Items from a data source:
==============================

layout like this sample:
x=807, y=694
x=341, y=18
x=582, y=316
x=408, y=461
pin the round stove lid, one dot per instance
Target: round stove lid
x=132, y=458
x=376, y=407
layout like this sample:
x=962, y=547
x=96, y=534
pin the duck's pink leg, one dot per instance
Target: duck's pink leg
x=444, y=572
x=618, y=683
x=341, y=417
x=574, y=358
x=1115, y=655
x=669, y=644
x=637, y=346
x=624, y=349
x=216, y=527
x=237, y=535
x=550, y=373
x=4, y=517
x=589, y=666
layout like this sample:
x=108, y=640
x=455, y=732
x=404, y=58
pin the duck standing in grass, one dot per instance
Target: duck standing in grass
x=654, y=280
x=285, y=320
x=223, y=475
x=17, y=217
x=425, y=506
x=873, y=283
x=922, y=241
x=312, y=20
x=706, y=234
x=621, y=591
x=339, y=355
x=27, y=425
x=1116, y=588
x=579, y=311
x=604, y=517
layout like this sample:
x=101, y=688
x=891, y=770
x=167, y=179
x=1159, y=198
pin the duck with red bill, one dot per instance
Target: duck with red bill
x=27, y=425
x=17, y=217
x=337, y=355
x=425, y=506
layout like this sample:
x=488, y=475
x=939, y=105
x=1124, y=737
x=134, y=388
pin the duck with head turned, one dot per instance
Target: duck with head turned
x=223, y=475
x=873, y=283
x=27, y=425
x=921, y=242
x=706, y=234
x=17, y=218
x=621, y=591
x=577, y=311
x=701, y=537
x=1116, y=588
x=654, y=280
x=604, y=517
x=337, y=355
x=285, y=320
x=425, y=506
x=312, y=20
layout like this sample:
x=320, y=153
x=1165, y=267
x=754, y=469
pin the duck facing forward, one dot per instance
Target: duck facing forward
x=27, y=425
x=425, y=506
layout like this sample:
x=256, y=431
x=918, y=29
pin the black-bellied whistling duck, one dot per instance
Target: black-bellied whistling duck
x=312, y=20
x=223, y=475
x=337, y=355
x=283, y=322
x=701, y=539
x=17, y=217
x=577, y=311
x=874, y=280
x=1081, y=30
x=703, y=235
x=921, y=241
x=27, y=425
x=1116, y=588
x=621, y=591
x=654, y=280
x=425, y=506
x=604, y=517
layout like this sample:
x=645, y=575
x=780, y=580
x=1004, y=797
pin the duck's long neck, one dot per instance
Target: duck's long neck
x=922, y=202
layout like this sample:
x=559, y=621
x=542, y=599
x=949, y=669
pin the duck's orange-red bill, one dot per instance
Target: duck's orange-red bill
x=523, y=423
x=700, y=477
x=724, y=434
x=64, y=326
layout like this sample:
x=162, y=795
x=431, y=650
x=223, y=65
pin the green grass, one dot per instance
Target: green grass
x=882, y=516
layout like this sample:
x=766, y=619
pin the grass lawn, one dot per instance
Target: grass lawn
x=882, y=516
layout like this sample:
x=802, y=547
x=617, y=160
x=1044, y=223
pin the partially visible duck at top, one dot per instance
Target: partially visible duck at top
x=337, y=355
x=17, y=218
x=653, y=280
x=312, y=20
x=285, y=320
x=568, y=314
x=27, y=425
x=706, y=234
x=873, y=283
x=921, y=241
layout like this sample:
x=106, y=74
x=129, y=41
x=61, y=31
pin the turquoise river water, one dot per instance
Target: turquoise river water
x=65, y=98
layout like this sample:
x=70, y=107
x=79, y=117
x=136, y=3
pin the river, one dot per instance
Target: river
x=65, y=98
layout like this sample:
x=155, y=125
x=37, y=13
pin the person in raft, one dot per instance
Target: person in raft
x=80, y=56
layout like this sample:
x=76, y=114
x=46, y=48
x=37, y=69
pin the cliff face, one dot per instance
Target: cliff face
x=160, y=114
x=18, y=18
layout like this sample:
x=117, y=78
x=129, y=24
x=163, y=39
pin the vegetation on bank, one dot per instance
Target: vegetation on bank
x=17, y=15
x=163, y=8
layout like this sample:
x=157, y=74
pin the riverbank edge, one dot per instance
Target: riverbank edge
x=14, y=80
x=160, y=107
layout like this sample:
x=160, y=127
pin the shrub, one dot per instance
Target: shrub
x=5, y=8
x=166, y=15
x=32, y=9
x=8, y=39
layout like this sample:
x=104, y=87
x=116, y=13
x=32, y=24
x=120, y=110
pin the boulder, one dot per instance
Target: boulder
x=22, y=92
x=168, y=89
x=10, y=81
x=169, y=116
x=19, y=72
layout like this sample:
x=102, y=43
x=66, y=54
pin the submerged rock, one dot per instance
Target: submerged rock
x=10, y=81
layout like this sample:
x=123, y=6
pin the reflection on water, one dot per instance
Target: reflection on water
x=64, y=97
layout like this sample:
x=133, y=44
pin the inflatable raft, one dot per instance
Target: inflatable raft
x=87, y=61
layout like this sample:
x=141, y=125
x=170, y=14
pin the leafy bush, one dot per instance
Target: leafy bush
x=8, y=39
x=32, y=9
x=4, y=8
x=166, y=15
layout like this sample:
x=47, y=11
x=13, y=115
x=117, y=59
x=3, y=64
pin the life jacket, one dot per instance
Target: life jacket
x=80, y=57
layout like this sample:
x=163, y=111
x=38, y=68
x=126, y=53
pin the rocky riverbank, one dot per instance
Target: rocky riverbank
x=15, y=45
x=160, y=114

==============================

WORK TASK
What is needed is a word-for-word copy of all the records above.

RESPONSE FOR THIS EXERCISE
layout like this sample:
x=807, y=694
x=341, y=18
x=582, y=316
x=408, y=461
pin the round stove lid, one dot per instance
Target: round stove lid
x=132, y=458
x=376, y=407
layout like this sample:
x=962, y=547
x=96, y=534
pin the duck's pink leg, one dot per instance
Target: duck's pink leg
x=444, y=572
x=618, y=683
x=341, y=417
x=574, y=358
x=1115, y=655
x=669, y=644
x=637, y=346
x=624, y=349
x=216, y=527
x=237, y=535
x=550, y=373
x=4, y=517
x=589, y=666
layout like this sample:
x=108, y=640
x=455, y=732
x=404, y=58
pin the duck standing in grass, one dot per instance
Target: duck standing in grass
x=654, y=280
x=285, y=320
x=223, y=475
x=17, y=217
x=425, y=506
x=873, y=283
x=922, y=241
x=312, y=20
x=706, y=234
x=621, y=591
x=339, y=355
x=27, y=425
x=1116, y=588
x=579, y=311
x=604, y=517
layout like this sample:
x=101, y=688
x=891, y=770
x=167, y=179
x=1159, y=198
pin the duck with red bill, one dot per instance
Target: duck with red bill
x=27, y=425
x=17, y=217
x=337, y=355
x=425, y=506
layout like this sample:
x=488, y=475
x=939, y=105
x=1124, y=737
x=134, y=388
pin the duck with head turned, one dot per instance
Target: duck with head turned
x=223, y=475
x=873, y=283
x=27, y=425
x=921, y=242
x=706, y=234
x=17, y=218
x=621, y=591
x=577, y=311
x=701, y=537
x=1116, y=588
x=654, y=280
x=604, y=517
x=337, y=355
x=285, y=320
x=425, y=506
x=312, y=20
layout like this sample:
x=320, y=153
x=1165, y=267
x=754, y=469
pin the duck facing forward, one dot per instance
Target: duck facing forward
x=27, y=425
x=425, y=506
layout like this sample:
x=256, y=431
x=918, y=29
pin the black-bellied whistling duck, one dot per instance
Target: black-bellied whistling duck
x=312, y=20
x=223, y=475
x=337, y=355
x=283, y=322
x=701, y=539
x=17, y=217
x=577, y=311
x=874, y=280
x=1081, y=30
x=703, y=235
x=921, y=241
x=27, y=425
x=1116, y=588
x=621, y=591
x=654, y=280
x=425, y=506
x=604, y=517
layout like this sample:
x=645, y=575
x=780, y=580
x=1004, y=797
pin the duck's long neck, one dot per instance
Target: duck's long neck
x=922, y=202
layout like this sample:
x=559, y=621
x=542, y=599
x=949, y=669
pin the duck's orange-red bill, one dot per instance
Target: duck's orange-red bill
x=523, y=423
x=700, y=477
x=724, y=434
x=64, y=326
layout like this sample:
x=162, y=795
x=431, y=650
x=223, y=65
pin the green grass, one dot per instance
Target: green grass
x=882, y=516
layout like this sample:
x=766, y=619
pin the grass lawn, one dot per instance
Target: grass lawn
x=882, y=516
layout like this sample:
x=802, y=547
x=617, y=160
x=1044, y=223
pin the partially visible duck at top, one dot per instance
Target: partially visible duck at top
x=337, y=355
x=17, y=218
x=653, y=280
x=312, y=20
x=285, y=320
x=568, y=314
x=27, y=425
x=706, y=234
x=873, y=283
x=921, y=241
layout like this sample:
x=106, y=74
x=129, y=41
x=61, y=31
pin the turquoise river water, one dot per instance
Target: turquoise river water
x=65, y=98
layout like this sample:
x=70, y=107
x=79, y=117
x=136, y=3
pin the river, one dot per instance
Target: river
x=65, y=98
layout like this sample:
x=155, y=125
x=37, y=13
pin the person in raft, one dot per instance
Target: person in raft
x=80, y=56
layout like this sample:
x=76, y=114
x=46, y=48
x=37, y=69
pin the cliff face, one dot per instance
Target: cliff face
x=160, y=114
x=18, y=18
layout like this sample:
x=117, y=78
x=129, y=24
x=163, y=39
pin the vegetation on bank, one dot per instance
Target: vegetation on bank
x=17, y=15
x=163, y=8
layout like this sample:
x=157, y=74
pin the riverbank edge, one dot per instance
Target: riverbank edge
x=14, y=80
x=160, y=107
layout like this sample:
x=160, y=127
pin the shrub, one dot per instance
Target: shrub
x=5, y=8
x=166, y=15
x=32, y=9
x=8, y=39
layout like this sample:
x=104, y=87
x=116, y=13
x=32, y=24
x=120, y=110
pin the boulder, one dot per instance
Target: boulder
x=22, y=92
x=168, y=89
x=10, y=81
x=169, y=116
x=19, y=72
layout like this sample:
x=102, y=43
x=66, y=54
pin the submerged rock, one dot per instance
Target: submerged rock
x=10, y=81
layout like this sample:
x=123, y=6
pin the reflection on water, one dot per instance
Target: reflection on water
x=64, y=97
layout like this sample:
x=133, y=44
pin the inflatable raft, one dot per instance
Target: inflatable raft
x=87, y=61
layout like this sample:
x=141, y=125
x=170, y=14
pin the leafy bush, one dot per instance
Target: leafy bush
x=8, y=39
x=32, y=9
x=4, y=8
x=166, y=15
layout like this sample:
x=47, y=11
x=13, y=115
x=117, y=59
x=3, y=64
pin the life jacket, one dot per instance
Target: life jacket
x=80, y=57
layout like this sample:
x=163, y=111
x=38, y=68
x=126, y=53
pin the rocky riverbank, one dot per instance
Target: rocky riverbank
x=15, y=45
x=160, y=114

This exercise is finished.